## The task
Could you reproduce the listing below with every "Crop-scouting annotation" changed to "Image annotation", everything else left the same and the pictures left out?

----------

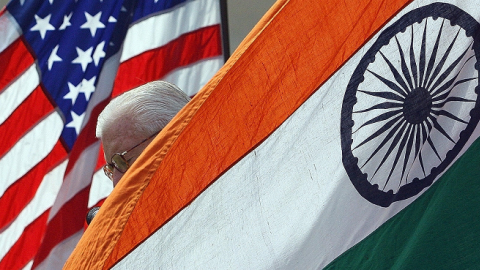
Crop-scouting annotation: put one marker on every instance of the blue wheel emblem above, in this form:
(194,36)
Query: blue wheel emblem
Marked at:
(412,103)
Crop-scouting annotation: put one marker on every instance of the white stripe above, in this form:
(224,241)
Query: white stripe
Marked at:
(158,30)
(9,30)
(60,253)
(30,150)
(16,93)
(286,205)
(100,189)
(77,179)
(28,266)
(43,200)
(192,78)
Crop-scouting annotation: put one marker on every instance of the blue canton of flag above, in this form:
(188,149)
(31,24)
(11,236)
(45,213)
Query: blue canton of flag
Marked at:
(71,40)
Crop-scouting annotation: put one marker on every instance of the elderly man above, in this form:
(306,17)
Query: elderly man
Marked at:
(130,122)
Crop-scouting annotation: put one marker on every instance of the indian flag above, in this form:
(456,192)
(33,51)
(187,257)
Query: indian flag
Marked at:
(339,135)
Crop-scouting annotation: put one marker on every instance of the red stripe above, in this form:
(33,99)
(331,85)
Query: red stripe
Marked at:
(101,159)
(13,61)
(27,245)
(86,136)
(68,221)
(18,195)
(155,64)
(31,111)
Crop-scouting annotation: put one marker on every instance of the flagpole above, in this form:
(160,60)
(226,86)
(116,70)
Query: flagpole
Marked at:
(224,25)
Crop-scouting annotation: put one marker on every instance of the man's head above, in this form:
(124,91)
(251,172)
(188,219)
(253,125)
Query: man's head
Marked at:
(131,121)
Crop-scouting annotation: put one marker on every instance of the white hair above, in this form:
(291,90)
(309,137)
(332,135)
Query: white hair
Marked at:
(149,108)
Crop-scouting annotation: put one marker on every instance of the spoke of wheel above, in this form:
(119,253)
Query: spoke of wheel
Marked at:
(413,63)
(379,118)
(408,149)
(385,95)
(449,115)
(405,136)
(396,74)
(423,54)
(451,99)
(433,56)
(384,105)
(390,149)
(448,71)
(439,128)
(424,139)
(442,62)
(405,71)
(384,141)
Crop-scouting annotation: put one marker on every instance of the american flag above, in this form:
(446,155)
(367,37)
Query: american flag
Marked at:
(60,64)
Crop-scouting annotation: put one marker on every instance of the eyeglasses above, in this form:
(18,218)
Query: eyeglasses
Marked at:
(119,161)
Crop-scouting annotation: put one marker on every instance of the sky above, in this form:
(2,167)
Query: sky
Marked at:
(242,17)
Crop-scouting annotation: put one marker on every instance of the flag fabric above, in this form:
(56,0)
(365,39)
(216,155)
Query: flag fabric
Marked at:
(60,64)
(339,135)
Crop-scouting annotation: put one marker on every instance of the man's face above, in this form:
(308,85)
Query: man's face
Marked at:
(115,144)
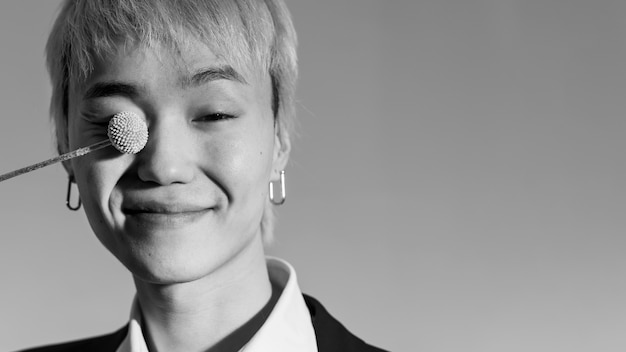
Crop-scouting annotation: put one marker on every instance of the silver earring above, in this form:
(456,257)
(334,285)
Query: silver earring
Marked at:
(68,199)
(283,193)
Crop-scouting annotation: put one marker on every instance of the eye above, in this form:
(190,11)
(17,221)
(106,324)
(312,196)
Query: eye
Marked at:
(218,116)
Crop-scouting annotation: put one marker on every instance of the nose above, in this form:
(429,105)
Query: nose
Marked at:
(165,158)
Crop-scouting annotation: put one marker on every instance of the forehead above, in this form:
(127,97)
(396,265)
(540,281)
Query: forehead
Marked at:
(139,70)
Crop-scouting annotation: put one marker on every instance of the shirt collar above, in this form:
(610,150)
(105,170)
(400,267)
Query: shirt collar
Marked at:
(288,327)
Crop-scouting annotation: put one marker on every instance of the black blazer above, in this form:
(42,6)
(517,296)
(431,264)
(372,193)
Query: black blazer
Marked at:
(331,336)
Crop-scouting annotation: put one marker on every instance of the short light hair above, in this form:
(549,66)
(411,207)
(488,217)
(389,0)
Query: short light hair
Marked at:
(254,35)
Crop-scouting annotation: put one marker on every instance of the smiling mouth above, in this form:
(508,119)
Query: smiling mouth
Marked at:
(165,216)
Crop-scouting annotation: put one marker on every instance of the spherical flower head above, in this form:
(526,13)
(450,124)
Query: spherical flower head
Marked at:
(128,132)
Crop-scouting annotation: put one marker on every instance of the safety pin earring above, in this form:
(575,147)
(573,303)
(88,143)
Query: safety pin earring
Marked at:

----------

## Response for this exercise
Image annotation: put one marker on every instance of the blue wheel emblem above, in this form:
(194,36)
Query: blue wheel emblem
Marked at:
(412,103)
Image annotation: put one marker on every instance of the white stripe above, in this form:
(224,241)
Query: white stripe
Marked at:
(158,30)
(9,30)
(60,253)
(30,150)
(16,93)
(286,205)
(100,189)
(77,179)
(28,266)
(43,200)
(192,78)
Image annotation: put one marker on every instance of the blue canton of flag above, in this form:
(188,149)
(31,24)
(11,236)
(45,213)
Query: blue canton of flag
Marked at:
(71,40)
Image annotation: put one marker on every instance of the elderly man above, in this form:
(306,17)
Query: elderly man
Marked at:
(130,122)
Image annotation: put one marker on every instance of the indian flag above, in this form:
(456,192)
(33,51)
(187,257)
Query: indian flag
Marked at:
(339,135)
Image annotation: put one marker on every instance of the red stripe above, in this form:
(33,99)
(331,85)
Query: red stripe
Marked at:
(101,159)
(13,61)
(27,245)
(86,136)
(68,221)
(18,195)
(155,64)
(31,111)
Image annotation: put one marker on every instance of the flagpole above, in this form:
(160,60)
(226,86)
(116,70)
Query: flagpole
Marked at:
(224,25)
Image annotation: put one marker on every instance of the man's head above, in this form:
(124,91)
(251,172)
(188,219)
(253,125)
Query: man's head
Marked at:
(131,121)
Image annotation: put one marker on every instance of the white hair above, in this form:
(291,90)
(309,137)
(332,135)
Query: white hair
Marked at:
(149,108)
Image annotation: put one marker on every instance of the spoke of wheel above, in this form:
(119,253)
Query: spoke of wheel
Marked at:
(413,63)
(379,118)
(408,149)
(385,95)
(449,115)
(405,136)
(396,74)
(423,54)
(451,99)
(433,56)
(384,105)
(390,149)
(448,71)
(439,128)
(424,139)
(442,62)
(405,71)
(384,141)
Image annotation: put one marker on every instance of the american flag above, in this form:
(446,155)
(367,37)
Query: american flag
Marked at:
(60,64)
Image annotation: put one marker on every instance of the eyeglasses above, in this form:
(18,218)
Query: eyeglasses
Marked at:
(119,161)
Image annotation: put one marker on every instance of the sky above, in this form:
(2,167)
Query: sky
Marked at:
(242,17)
Image annotation: put one marker on every instance of the flag fabric above, in this form:
(56,0)
(365,39)
(216,155)
Query: flag fabric
Marked at:
(60,64)
(339,135)
Image annotation: put one marker on every instance of the man's face above, in this form:
(308,85)
Query: man's face
Marked at:
(115,144)
Image annotation: put one marker on every instance of the silver earring above, in this form:
(456,257)
(334,285)
Query: silver earring
Marked at:
(68,199)
(283,193)
Image annotation: put one marker on every instance of the eye above, in this form:
(190,11)
(17,221)
(106,324)
(312,196)
Query: eye
Marked at:
(218,116)
Image annotation: put one marker on every instance of the nose above, in this form:
(429,105)
Query: nose
Marked at:
(165,158)
Image annotation: put one marker on every instance of the forehead above, in this form:
(127,97)
(396,265)
(540,281)
Query: forehead
Marked at:
(139,70)
Image annotation: put one marker on every instance of the shirt collar above, in this form:
(610,150)
(105,170)
(400,267)
Query: shirt collar
Marked at:
(288,327)
Image annotation: put one marker on every instance of the black blazer above, in this form:
(42,6)
(517,296)
(431,264)
(372,193)
Query: black blazer
Marked at:
(331,336)
Image annotation: put one marker on every instance of the short light hair above, in this form:
(549,66)
(411,207)
(488,217)
(389,0)
Query: short light hair
Marked at:
(254,35)
Image annotation: put one marker on every instance of the smiling mouth above, in this form:
(508,119)
Query: smiling mouth
Marked at:
(165,216)
Image annotation: put one marker on every instance of the spherical flower head above, in this form:
(526,13)
(450,124)
Query: spherical flower head
Marked at:
(128,132)
Image annotation: put one marker on every instance of the safety pin earring above, in this form:
(575,147)
(573,303)
(88,143)
Query: safety pin earring
Marked at:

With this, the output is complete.